-- PROBLEMS AND TASKS --
[1] According to the reading update, why has Kat not been listening to audiobooks while exercising? Answer in one to three sentences.
[2] Reproduce the reading update, beginning at "Marion: March has been" and stopping after "Pavlac Glyer’s Bandersnatch.", with "March" replaced by "April".
[3] Write what comes next in the reading update, starting after its final sentence.

Kat: My work has kept me so busy (in a good way) lately that I’ve haven’t had much time for reading or writing about what I read, but I have managed to listen to some audiobooks while driving, shopping, and doing chores… Not while exercising, unfortunately, since that seems to be the first task that goes off my list when life is busy, which is most of the time… so yeah… Anyway, I read The Scrivener’s Bones and The Knights of Crystallia, books two and three in Brandon Sanderson’s ALCATRAZ series. I’m up to book eight in Joseph Delaney’s LAST APPRENTICE series and I read and loved Daniel Polansky’s novella The Builders, which is like Redwall meets The Wild Bunch. Reviews for everything are forthcoming.

Marion: March has been a pretty good reading month for me. I just finished an ARC of Stephanie Burgis’s adult fantasy, Masks and Shadows, a lush, gorgeous costume drama set in the overwhelming Hungarian palace Esterhaza during the Enlightenment. It features composer Joseph Hadyn as a strong secondary character. I started Colin Duriez’s The Oxford Inklings. While I think it’s a tiny bit “dumbed down,” and in a few places I feel like Duriez is hedging his bets, (“If the Inklings were important and not just a circle of C.S. Lewis’s friend” as a statement comes up more than once) it still opens a window onto a period, and a group, that exerted profound influence on the SFF genre, and are still influencing it. It’s great to read alongside Diana Pavlac Glyer’s Bandersnatch.

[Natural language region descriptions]
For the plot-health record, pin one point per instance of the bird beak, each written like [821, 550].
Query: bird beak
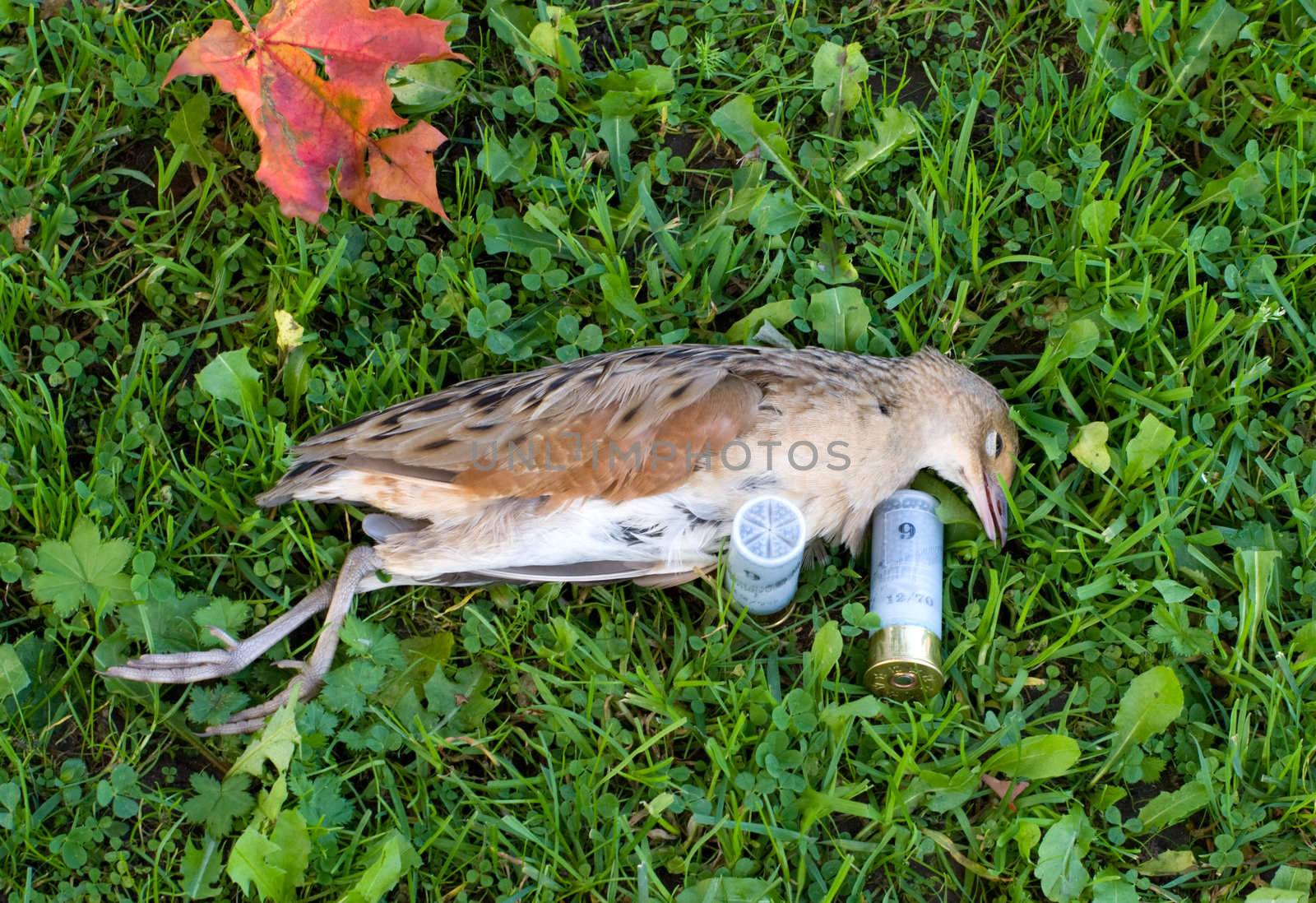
[990, 503]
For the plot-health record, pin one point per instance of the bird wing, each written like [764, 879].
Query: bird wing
[615, 425]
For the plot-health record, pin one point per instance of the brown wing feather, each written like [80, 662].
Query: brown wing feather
[554, 429]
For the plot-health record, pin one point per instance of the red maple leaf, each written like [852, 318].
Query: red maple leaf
[308, 124]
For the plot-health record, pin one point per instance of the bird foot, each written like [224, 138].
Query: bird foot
[188, 666]
[250, 719]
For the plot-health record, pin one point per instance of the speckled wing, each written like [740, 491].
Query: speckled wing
[614, 425]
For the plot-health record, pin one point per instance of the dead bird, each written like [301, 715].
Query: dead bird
[628, 465]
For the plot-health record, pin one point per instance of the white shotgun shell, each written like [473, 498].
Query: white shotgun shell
[908, 547]
[767, 550]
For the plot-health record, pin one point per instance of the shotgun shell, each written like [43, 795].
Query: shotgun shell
[767, 550]
[905, 652]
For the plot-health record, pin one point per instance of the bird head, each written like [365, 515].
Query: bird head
[971, 440]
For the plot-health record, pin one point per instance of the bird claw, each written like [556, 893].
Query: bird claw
[229, 642]
[183, 666]
[253, 718]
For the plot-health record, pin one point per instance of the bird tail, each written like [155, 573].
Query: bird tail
[296, 484]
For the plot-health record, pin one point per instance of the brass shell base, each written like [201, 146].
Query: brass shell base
[905, 664]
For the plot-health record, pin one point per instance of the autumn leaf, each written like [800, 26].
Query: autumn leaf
[308, 124]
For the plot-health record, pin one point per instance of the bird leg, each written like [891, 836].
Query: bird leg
[192, 666]
[359, 563]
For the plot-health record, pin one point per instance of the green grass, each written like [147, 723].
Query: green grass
[1105, 210]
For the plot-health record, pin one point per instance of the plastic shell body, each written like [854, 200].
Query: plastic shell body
[763, 563]
[908, 547]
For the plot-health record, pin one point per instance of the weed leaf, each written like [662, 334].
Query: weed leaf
[1147, 447]
[82, 570]
[840, 316]
[1173, 807]
[13, 675]
[216, 803]
[276, 744]
[1059, 857]
[1090, 449]
[1152, 703]
[202, 869]
[1035, 758]
[392, 859]
[229, 377]
[743, 127]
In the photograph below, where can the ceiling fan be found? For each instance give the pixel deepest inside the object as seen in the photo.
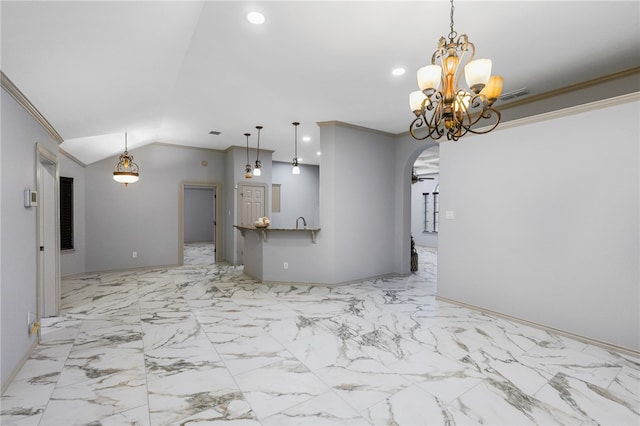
(415, 178)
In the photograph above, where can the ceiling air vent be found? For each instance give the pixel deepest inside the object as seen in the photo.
(514, 94)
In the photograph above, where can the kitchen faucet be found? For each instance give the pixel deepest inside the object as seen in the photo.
(304, 222)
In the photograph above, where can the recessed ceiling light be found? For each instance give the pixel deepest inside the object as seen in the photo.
(255, 18)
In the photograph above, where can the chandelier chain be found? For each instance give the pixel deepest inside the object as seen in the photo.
(452, 33)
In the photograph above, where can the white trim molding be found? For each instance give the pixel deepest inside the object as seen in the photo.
(13, 90)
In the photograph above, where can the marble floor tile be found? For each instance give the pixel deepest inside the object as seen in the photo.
(279, 386)
(414, 406)
(204, 344)
(325, 409)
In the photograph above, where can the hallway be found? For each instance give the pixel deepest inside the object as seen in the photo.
(204, 344)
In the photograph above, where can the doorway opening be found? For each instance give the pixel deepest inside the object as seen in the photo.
(425, 196)
(252, 204)
(200, 216)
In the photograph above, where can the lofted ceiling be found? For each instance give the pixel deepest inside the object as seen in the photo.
(171, 72)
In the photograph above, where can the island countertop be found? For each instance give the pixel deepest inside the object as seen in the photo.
(266, 230)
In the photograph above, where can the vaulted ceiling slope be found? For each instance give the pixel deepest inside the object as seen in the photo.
(173, 71)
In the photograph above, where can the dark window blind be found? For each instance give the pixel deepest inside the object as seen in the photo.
(66, 213)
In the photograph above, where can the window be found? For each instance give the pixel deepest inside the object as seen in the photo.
(66, 213)
(431, 213)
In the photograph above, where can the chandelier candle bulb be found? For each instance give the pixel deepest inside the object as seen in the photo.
(493, 89)
(477, 74)
(429, 77)
(415, 101)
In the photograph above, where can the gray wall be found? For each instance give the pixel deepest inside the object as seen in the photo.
(74, 261)
(356, 217)
(198, 214)
(300, 195)
(142, 217)
(559, 244)
(18, 138)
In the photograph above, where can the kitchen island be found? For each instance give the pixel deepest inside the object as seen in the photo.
(281, 254)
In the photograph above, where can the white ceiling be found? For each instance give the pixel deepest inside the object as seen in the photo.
(173, 71)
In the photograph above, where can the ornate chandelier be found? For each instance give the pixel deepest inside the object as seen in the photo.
(126, 171)
(443, 107)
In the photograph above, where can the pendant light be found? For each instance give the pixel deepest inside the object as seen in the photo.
(442, 106)
(296, 168)
(247, 167)
(256, 171)
(126, 171)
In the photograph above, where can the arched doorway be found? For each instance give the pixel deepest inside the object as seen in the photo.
(425, 192)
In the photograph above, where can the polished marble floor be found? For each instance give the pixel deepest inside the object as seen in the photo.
(205, 345)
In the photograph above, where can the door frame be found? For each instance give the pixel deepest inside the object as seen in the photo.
(239, 209)
(45, 157)
(217, 188)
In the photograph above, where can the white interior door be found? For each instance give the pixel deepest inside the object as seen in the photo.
(48, 293)
(252, 205)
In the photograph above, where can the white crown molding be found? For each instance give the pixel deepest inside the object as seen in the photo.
(591, 106)
(72, 158)
(13, 90)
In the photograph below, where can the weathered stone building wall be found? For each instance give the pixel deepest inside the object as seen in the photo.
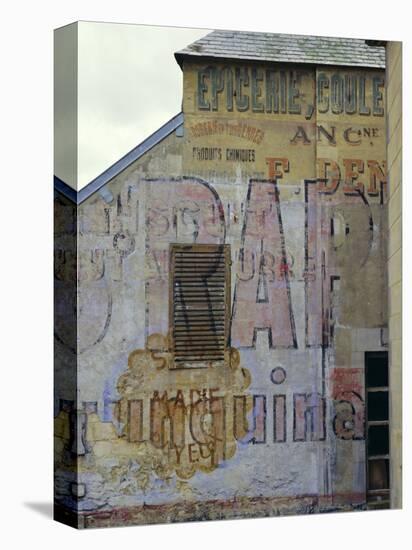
(394, 154)
(285, 165)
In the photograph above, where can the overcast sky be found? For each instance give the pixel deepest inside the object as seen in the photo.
(129, 85)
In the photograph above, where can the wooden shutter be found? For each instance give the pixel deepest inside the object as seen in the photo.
(200, 303)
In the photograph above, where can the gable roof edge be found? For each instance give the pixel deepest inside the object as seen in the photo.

-- ANSWERS BELOW --
[1] Exercise tends to be the first task dropped from Kat's list when life gets busy. Kat notes that life is busy most of the time.

[2]
Marion: April has been a pretty good reading month for me. I just finished an ARC of Stephanie Burgis’s adult fantasy, Masks and Shadows, a lush, gorgeous costume drama set in the overwhelming Hungarian palace Esterhaza during the Enlightenment. It features composer Joseph Hadyn as a strong secondary character. I started Colin Duriez’s The Oxford Inklings. While I think it’s a tiny bit “dumbed down,” and in a few places I feel like Duriez is hedging his bets, (“If the Inklings were important and not just a circle of C.S. Lewis’s friend” as a statement comes up more than once) it still opens a window onto a period, and a group, that exerted profound influence on the SFF genre, and are still influencing it. It’s great to read alongside Diana Pavlac Glyer’s Bandersnatch.

[3]
After finishing Victor LaValle’s triumphant novella The Ballad of Black Tom, I read the source story, H.P. Lovecraft’s “The Horror at Red Hood”, free online. Oh dear. Oh, dear, dear, dear.

Unfortunately for The Inklings, after doing the Pierce Brown‘s Red Rising giveaway I decided to find out what all the fuss was about. I dug out my copy and started it. I’ve done hardly anything else since, but the book is nearly impossible to put down. Even when I’m arguing with the book and yelling at the characters, I can’t put it down.

Stuart: This week I finished Frank Miller‘s Booze, Broads & Bullets (SIN CITY Vol 6), which was a vast improvement from the dreadful Family Values. These are short vignettes, and the artwork and stories are very good. As for the dreamworld of Neil Gaiman‘s SANDMAN series, I finished Vol 1: Nocturnes and Preludes. I’m over 20 years late to the party, but it’s very engaging so far. I understand Gaiman sharpened the storytelling more in subsequent volumes, when he realized he didn’t need to use any existing DC characters and could focus on the Endless instead. On audio, I finished Imago, the final book of Octavia Butler‘s XENOGENESIS trilogy. This one is perhaps the most uncomfortable book in the series, told from the perspective of an ooloi, the third sex of the Oankali. It really gives an alien perspective on humanity, but that also distanced me as a reader, perhaps too much.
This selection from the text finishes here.